▶ Work required
Repeat the stretch of entries below from the line with "point | one marker per instance of the blue sky" through the line with "point | one marker per instance of the surfboard fin". Include both ends and add nothing.

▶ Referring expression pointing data
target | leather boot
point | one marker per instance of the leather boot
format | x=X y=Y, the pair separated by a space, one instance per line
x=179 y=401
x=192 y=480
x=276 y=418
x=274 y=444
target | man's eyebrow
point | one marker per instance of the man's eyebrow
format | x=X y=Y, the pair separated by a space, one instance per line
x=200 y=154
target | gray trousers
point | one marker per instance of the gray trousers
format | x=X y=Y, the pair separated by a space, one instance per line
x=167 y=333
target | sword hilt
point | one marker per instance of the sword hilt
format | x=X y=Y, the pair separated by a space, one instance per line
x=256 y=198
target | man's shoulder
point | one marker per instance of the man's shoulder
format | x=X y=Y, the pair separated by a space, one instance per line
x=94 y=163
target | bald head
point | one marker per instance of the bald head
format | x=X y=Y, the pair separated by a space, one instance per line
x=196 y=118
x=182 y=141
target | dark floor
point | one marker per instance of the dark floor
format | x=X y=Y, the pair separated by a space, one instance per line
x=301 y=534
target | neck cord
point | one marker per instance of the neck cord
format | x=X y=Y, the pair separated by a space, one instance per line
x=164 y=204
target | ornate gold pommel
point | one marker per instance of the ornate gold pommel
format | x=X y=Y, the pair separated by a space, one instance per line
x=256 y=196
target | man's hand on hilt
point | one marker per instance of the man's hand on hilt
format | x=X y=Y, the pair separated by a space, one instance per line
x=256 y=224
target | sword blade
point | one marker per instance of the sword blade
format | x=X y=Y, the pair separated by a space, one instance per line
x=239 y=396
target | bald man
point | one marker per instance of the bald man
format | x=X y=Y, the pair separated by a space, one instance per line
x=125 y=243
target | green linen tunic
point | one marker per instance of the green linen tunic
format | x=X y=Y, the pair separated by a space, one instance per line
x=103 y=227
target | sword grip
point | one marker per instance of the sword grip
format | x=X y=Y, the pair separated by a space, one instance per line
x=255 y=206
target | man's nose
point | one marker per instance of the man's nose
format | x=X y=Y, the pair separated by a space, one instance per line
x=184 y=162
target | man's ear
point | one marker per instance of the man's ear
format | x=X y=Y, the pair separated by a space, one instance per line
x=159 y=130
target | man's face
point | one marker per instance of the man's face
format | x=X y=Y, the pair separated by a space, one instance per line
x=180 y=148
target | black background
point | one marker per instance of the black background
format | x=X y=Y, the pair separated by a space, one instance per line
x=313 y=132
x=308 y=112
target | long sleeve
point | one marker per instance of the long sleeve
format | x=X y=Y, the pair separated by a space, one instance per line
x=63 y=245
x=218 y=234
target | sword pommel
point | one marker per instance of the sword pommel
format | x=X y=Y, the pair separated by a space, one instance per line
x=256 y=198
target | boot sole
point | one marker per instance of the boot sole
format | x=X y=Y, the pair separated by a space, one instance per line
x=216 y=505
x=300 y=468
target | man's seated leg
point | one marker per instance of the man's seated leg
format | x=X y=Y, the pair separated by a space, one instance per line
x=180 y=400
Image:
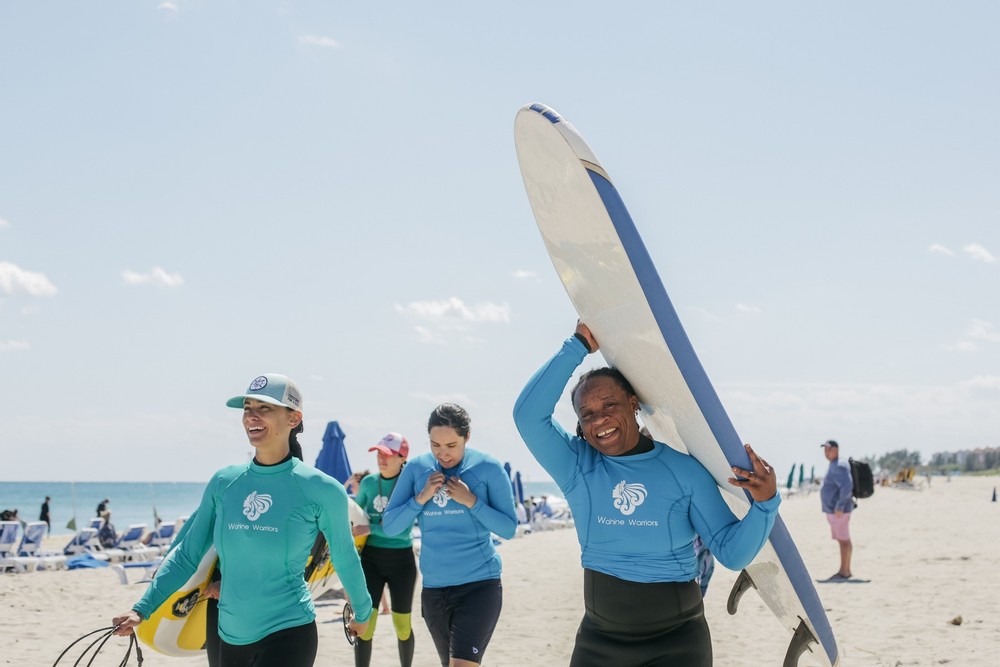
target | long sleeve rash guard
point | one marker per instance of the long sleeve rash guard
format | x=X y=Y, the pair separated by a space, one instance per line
x=373 y=497
x=636 y=516
x=456 y=541
x=263 y=521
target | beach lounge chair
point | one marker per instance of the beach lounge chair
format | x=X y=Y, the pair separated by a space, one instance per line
x=81 y=541
x=31 y=541
x=163 y=535
x=131 y=543
x=9 y=531
x=30 y=556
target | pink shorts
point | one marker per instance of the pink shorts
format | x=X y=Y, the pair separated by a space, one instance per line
x=839 y=529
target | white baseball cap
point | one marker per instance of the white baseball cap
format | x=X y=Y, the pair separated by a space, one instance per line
x=273 y=388
x=392 y=443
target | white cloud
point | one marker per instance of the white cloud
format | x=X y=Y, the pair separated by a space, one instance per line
x=156 y=276
x=455 y=310
x=317 y=40
x=15 y=279
x=979 y=253
x=962 y=346
x=982 y=330
x=450 y=320
x=938 y=248
x=438 y=399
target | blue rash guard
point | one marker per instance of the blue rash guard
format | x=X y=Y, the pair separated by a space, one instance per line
x=837 y=492
x=456 y=541
x=263 y=521
x=636 y=516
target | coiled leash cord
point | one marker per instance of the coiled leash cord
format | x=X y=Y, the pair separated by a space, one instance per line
x=99 y=643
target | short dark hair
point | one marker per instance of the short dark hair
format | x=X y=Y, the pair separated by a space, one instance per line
x=452 y=416
x=605 y=371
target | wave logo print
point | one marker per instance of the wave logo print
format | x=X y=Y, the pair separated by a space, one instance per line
x=255 y=505
x=441 y=497
x=628 y=496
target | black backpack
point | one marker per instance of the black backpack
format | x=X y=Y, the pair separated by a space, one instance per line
x=864 y=481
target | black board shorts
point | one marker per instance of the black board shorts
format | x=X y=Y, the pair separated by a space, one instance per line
x=628 y=624
x=461 y=619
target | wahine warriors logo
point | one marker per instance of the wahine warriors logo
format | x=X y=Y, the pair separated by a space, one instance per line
x=255 y=505
x=628 y=496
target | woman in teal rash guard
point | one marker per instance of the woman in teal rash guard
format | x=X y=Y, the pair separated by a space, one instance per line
x=638 y=505
x=458 y=496
x=386 y=559
x=263 y=518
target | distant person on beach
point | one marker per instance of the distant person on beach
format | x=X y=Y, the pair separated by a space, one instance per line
x=354 y=481
x=106 y=534
x=459 y=496
x=638 y=505
x=836 y=497
x=263 y=517
x=46 y=516
x=386 y=559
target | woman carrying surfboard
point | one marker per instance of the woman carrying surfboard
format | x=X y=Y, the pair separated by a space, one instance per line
x=459 y=496
x=638 y=504
x=263 y=518
x=386 y=559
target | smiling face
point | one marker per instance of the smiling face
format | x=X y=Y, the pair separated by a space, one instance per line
x=268 y=425
x=607 y=415
x=389 y=465
x=447 y=445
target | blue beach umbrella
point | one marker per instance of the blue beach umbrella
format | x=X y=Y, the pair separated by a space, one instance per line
x=332 y=458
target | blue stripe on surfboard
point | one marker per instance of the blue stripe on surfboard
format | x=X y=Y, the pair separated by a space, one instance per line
x=707 y=399
x=547 y=112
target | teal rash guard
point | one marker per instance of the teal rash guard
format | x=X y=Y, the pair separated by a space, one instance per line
x=456 y=541
x=636 y=516
x=263 y=521
x=373 y=497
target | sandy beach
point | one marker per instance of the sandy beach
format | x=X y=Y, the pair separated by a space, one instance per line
x=931 y=556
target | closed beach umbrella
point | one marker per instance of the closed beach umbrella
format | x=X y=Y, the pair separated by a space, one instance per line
x=332 y=458
x=518 y=488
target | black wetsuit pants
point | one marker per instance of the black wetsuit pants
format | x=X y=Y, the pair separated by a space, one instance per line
x=630 y=624
x=291 y=647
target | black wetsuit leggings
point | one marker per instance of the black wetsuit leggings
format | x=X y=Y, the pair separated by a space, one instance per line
x=396 y=567
x=630 y=624
x=291 y=647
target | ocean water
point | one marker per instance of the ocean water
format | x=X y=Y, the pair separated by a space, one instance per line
x=131 y=502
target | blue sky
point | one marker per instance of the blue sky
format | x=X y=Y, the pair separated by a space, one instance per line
x=194 y=193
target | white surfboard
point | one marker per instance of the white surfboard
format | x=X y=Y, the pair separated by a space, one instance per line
x=611 y=280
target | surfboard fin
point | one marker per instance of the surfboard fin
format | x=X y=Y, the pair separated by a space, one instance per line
x=742 y=585
x=801 y=640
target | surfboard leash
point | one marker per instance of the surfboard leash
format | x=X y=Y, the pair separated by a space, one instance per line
x=101 y=640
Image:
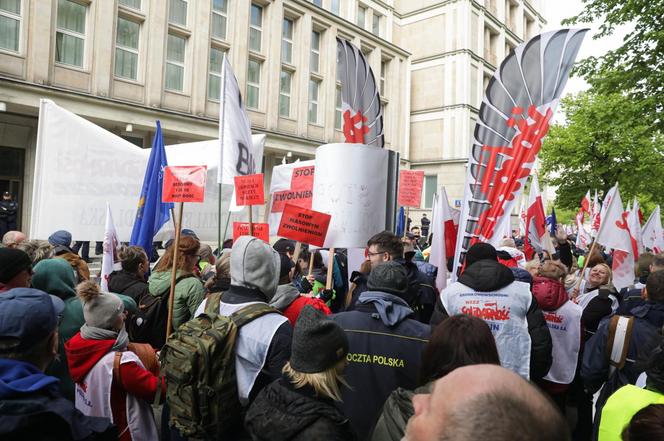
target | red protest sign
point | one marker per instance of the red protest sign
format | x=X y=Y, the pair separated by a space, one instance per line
x=249 y=190
x=304 y=225
x=261 y=231
x=184 y=183
x=410 y=188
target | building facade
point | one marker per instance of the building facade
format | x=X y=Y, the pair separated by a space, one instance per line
x=125 y=63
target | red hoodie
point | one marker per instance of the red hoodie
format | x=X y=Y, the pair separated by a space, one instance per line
x=83 y=355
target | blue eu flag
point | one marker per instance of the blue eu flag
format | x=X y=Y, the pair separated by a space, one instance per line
x=152 y=212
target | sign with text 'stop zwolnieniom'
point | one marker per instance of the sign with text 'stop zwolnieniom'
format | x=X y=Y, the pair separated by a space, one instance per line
x=410 y=188
x=249 y=190
x=184 y=183
x=303 y=225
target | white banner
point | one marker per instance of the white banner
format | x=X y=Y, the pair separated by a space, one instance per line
x=351 y=185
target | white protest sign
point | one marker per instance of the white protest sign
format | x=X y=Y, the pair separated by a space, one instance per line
x=351 y=185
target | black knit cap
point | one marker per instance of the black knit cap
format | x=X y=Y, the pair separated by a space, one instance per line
x=480 y=251
x=318 y=342
x=390 y=277
x=12 y=262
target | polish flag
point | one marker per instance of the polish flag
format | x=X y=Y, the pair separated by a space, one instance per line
x=444 y=227
x=653 y=235
x=614 y=233
x=534 y=240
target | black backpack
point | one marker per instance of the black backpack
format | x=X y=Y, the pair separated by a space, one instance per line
x=149 y=324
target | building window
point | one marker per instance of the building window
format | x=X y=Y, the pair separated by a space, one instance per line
x=70 y=34
x=214 y=74
x=126 y=49
x=10 y=24
x=134 y=4
x=177 y=12
x=314 y=60
x=256 y=28
x=287 y=41
x=361 y=16
x=430 y=184
x=314 y=86
x=337 y=108
x=253 y=84
x=175 y=63
x=285 y=87
x=219 y=18
x=375 y=24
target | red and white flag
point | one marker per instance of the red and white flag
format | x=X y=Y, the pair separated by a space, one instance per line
x=110 y=248
x=534 y=240
x=444 y=227
x=653 y=235
x=614 y=234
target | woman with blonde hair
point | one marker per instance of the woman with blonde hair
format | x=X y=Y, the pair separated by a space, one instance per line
x=301 y=405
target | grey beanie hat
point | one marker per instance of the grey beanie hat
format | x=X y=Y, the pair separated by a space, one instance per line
x=100 y=310
x=318 y=342
x=390 y=277
x=255 y=264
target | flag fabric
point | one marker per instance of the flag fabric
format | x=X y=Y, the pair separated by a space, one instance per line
x=614 y=234
x=110 y=247
x=361 y=110
x=238 y=154
x=514 y=118
x=653 y=235
x=535 y=222
x=152 y=213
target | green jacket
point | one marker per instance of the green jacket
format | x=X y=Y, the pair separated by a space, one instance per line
x=189 y=293
x=56 y=277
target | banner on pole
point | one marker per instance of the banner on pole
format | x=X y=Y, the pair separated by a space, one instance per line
x=304 y=225
x=261 y=231
x=410 y=188
x=184 y=183
x=249 y=190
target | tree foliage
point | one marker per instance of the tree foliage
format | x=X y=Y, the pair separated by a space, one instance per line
x=606 y=140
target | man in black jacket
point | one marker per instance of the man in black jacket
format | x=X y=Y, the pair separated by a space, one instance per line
x=487 y=289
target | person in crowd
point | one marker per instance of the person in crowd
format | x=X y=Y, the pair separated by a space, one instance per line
x=646 y=425
x=56 y=277
x=288 y=299
x=385 y=343
x=189 y=291
x=485 y=402
x=460 y=340
x=32 y=405
x=487 y=289
x=421 y=294
x=15 y=269
x=624 y=403
x=111 y=381
x=634 y=297
x=130 y=280
x=563 y=317
x=8 y=212
x=300 y=405
x=61 y=240
x=12 y=239
x=206 y=262
x=37 y=250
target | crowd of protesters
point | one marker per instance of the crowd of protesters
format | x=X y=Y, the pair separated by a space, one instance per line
x=285 y=343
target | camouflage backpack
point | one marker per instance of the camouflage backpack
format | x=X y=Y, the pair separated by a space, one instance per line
x=199 y=364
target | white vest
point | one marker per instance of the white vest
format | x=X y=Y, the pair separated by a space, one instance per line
x=565 y=327
x=505 y=312
x=251 y=346
x=93 y=398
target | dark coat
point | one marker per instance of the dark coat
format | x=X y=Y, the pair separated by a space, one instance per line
x=489 y=275
x=281 y=412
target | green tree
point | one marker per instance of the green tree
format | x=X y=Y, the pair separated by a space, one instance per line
x=636 y=67
x=606 y=139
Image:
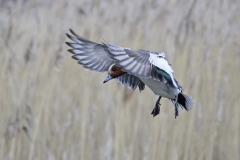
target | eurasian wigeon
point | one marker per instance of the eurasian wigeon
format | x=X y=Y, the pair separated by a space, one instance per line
x=133 y=68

▶ Result of the task
point | one marker per instance of the blue sky
format | x=X y=Y, the pair separated by a space, one instance per line
x=194 y=193
target | white surfboard
point | one marker per instance of the white surfboard
format | x=X y=Y, the pair separated by a space, one instance per line
x=611 y=280
target | surfboard fin
point | one marker per instance of the surfboard fin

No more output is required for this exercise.